ABOUT THIS EXERCISE: A word-for-word copy of the entries below is required.
+++
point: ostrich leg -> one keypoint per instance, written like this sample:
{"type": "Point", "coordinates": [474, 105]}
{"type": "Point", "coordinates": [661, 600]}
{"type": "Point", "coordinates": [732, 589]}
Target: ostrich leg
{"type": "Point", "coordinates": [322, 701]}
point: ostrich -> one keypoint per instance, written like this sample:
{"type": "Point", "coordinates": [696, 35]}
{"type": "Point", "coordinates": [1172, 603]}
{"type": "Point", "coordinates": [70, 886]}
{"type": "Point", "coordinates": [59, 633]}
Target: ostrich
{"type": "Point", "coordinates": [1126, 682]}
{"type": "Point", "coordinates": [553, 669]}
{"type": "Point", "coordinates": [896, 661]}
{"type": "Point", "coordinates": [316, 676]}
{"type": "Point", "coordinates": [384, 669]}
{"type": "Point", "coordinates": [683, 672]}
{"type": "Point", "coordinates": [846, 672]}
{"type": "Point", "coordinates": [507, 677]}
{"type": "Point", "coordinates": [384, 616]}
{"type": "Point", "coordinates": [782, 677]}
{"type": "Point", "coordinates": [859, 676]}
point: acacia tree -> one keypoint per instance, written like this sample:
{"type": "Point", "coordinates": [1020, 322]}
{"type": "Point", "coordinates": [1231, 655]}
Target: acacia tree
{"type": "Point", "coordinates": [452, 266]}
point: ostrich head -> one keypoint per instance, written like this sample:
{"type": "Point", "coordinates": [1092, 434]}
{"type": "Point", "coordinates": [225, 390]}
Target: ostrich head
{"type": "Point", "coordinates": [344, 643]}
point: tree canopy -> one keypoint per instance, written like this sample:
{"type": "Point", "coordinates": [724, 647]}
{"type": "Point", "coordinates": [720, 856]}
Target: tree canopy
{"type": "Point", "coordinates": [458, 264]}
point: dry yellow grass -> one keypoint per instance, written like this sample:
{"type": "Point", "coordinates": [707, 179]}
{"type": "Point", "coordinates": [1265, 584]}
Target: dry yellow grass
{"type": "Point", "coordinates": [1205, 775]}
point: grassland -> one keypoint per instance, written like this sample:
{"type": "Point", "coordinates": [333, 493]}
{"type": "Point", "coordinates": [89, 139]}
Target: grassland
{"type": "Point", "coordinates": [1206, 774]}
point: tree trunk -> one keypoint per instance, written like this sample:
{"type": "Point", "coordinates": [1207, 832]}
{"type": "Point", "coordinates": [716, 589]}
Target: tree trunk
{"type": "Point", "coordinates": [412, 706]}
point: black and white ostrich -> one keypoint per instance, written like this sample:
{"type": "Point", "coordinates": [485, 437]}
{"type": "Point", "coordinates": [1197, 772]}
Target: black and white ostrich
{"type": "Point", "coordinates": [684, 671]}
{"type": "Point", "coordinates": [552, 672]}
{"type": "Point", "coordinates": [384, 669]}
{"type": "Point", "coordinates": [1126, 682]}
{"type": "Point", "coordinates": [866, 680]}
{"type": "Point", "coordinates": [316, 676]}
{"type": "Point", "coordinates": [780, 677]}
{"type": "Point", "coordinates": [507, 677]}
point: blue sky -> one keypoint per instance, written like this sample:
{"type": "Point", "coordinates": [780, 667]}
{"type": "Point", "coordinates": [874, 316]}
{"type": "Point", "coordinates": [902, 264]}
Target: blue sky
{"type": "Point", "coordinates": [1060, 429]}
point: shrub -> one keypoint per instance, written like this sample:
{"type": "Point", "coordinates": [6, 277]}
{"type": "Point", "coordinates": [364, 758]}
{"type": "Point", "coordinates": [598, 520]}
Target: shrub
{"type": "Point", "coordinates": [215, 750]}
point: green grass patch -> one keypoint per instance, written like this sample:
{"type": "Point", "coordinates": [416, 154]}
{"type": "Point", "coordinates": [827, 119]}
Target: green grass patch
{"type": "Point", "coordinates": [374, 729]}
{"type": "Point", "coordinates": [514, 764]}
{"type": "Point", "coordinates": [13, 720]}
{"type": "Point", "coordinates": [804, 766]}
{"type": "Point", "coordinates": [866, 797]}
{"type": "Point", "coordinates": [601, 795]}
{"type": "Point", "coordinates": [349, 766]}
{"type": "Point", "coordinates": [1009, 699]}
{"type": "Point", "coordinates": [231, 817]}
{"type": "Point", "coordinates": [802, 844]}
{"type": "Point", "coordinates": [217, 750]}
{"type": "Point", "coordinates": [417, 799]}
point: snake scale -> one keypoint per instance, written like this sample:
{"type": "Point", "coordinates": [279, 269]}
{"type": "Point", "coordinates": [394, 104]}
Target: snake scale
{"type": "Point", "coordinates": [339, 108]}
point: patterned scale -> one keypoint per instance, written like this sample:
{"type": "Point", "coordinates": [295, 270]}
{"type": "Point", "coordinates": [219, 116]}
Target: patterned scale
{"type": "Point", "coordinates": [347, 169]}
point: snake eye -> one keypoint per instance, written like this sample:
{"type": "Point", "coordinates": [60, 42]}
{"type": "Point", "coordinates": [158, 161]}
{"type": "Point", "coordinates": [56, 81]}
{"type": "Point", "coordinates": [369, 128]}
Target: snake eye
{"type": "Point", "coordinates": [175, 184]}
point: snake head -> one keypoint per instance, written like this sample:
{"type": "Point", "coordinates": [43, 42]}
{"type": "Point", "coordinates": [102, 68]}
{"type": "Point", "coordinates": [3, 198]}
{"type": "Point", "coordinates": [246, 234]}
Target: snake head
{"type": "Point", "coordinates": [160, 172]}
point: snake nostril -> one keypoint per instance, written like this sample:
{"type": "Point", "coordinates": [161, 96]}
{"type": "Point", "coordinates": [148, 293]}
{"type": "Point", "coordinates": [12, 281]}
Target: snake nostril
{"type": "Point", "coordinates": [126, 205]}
+++
TASK ANSWER:
point: ostrich leg -> one keypoint per instance, written like this sample:
{"type": "Point", "coordinates": [474, 105]}
{"type": "Point", "coordinates": [661, 600]}
{"type": "Point", "coordinates": [732, 589]}
Target: ostrich leg
{"type": "Point", "coordinates": [322, 701]}
point: ostrich -> one keypoint per instance, written like this sample:
{"type": "Point", "coordinates": [696, 35]}
{"type": "Point", "coordinates": [1172, 603]}
{"type": "Point", "coordinates": [70, 886]}
{"type": "Point", "coordinates": [59, 633]}
Target: ostrich
{"type": "Point", "coordinates": [1126, 682]}
{"type": "Point", "coordinates": [553, 669]}
{"type": "Point", "coordinates": [896, 661]}
{"type": "Point", "coordinates": [316, 676]}
{"type": "Point", "coordinates": [384, 669]}
{"type": "Point", "coordinates": [683, 672]}
{"type": "Point", "coordinates": [846, 672]}
{"type": "Point", "coordinates": [507, 677]}
{"type": "Point", "coordinates": [384, 616]}
{"type": "Point", "coordinates": [782, 677]}
{"type": "Point", "coordinates": [859, 676]}
point: acacia tree -> one keypoint per instance, written like this sample:
{"type": "Point", "coordinates": [1020, 322]}
{"type": "Point", "coordinates": [1231, 655]}
Target: acacia tree
{"type": "Point", "coordinates": [452, 266]}
point: ostrich head -> one keypoint per instance, written like this sample:
{"type": "Point", "coordinates": [1092, 434]}
{"type": "Point", "coordinates": [225, 390]}
Target: ostrich head
{"type": "Point", "coordinates": [344, 643]}
point: tree canopy -> one keypoint per instance, written like this sample:
{"type": "Point", "coordinates": [724, 647]}
{"type": "Point", "coordinates": [720, 856]}
Target: tree canopy
{"type": "Point", "coordinates": [458, 264]}
point: dry yellow grass -> one keypoint per instance, written like this sample:
{"type": "Point", "coordinates": [707, 179]}
{"type": "Point", "coordinates": [1265, 584]}
Target: dry yellow grass
{"type": "Point", "coordinates": [1205, 775]}
point: grassland -> one keypoint per instance, written like this sample:
{"type": "Point", "coordinates": [333, 493]}
{"type": "Point", "coordinates": [89, 139]}
Target: grassland
{"type": "Point", "coordinates": [1206, 774]}
point: tree trunk -> one keypoint per instance, written like this sample:
{"type": "Point", "coordinates": [1207, 832]}
{"type": "Point", "coordinates": [716, 589]}
Target: tree trunk
{"type": "Point", "coordinates": [412, 706]}
point: black and white ostrich -> one keypoint per instance, written like this sample:
{"type": "Point", "coordinates": [485, 437]}
{"type": "Point", "coordinates": [1197, 772]}
Target: black and white ostrich
{"type": "Point", "coordinates": [684, 671]}
{"type": "Point", "coordinates": [552, 672]}
{"type": "Point", "coordinates": [384, 669]}
{"type": "Point", "coordinates": [1126, 682]}
{"type": "Point", "coordinates": [866, 680]}
{"type": "Point", "coordinates": [316, 676]}
{"type": "Point", "coordinates": [780, 677]}
{"type": "Point", "coordinates": [507, 677]}
point: blue sky -> one keypoint per instance, written like this sample:
{"type": "Point", "coordinates": [780, 667]}
{"type": "Point", "coordinates": [874, 316]}
{"type": "Point", "coordinates": [902, 264]}
Target: blue sky
{"type": "Point", "coordinates": [1060, 429]}
point: shrub -> one keypoint per instance, written like this sample:
{"type": "Point", "coordinates": [6, 277]}
{"type": "Point", "coordinates": [364, 758]}
{"type": "Point", "coordinates": [598, 520]}
Target: shrub
{"type": "Point", "coordinates": [215, 750]}
point: green grass patch -> one keypoint per instance, written like this sample:
{"type": "Point", "coordinates": [416, 154]}
{"type": "Point", "coordinates": [827, 119]}
Target: green grass patch
{"type": "Point", "coordinates": [374, 729]}
{"type": "Point", "coordinates": [514, 764]}
{"type": "Point", "coordinates": [13, 720]}
{"type": "Point", "coordinates": [804, 766]}
{"type": "Point", "coordinates": [866, 797]}
{"type": "Point", "coordinates": [601, 795]}
{"type": "Point", "coordinates": [349, 766]}
{"type": "Point", "coordinates": [1009, 699]}
{"type": "Point", "coordinates": [231, 817]}
{"type": "Point", "coordinates": [802, 844]}
{"type": "Point", "coordinates": [217, 750]}
{"type": "Point", "coordinates": [417, 799]}
point: snake scale -> one keypoint per instance, written like this sample:
{"type": "Point", "coordinates": [279, 269]}
{"type": "Point", "coordinates": [394, 104]}
Target: snake scale
{"type": "Point", "coordinates": [339, 108]}
point: patterned scale -> one keypoint per instance, written like this sample:
{"type": "Point", "coordinates": [295, 270]}
{"type": "Point", "coordinates": [219, 116]}
Target: patterned scale
{"type": "Point", "coordinates": [347, 169]}
point: snake eye -> one keypoint per instance, written like this sample:
{"type": "Point", "coordinates": [60, 42]}
{"type": "Point", "coordinates": [158, 161]}
{"type": "Point", "coordinates": [56, 81]}
{"type": "Point", "coordinates": [369, 128]}
Target: snake eye
{"type": "Point", "coordinates": [175, 184]}
point: snake head -> one keypoint per instance, written like this sample:
{"type": "Point", "coordinates": [43, 42]}
{"type": "Point", "coordinates": [102, 68]}
{"type": "Point", "coordinates": [3, 198]}
{"type": "Point", "coordinates": [246, 234]}
Target: snake head
{"type": "Point", "coordinates": [160, 172]}
point: snake nostril -> one keypoint per instance, written like this sample:
{"type": "Point", "coordinates": [161, 96]}
{"type": "Point", "coordinates": [148, 293]}
{"type": "Point", "coordinates": [12, 281]}
Target: snake nostril
{"type": "Point", "coordinates": [126, 205]}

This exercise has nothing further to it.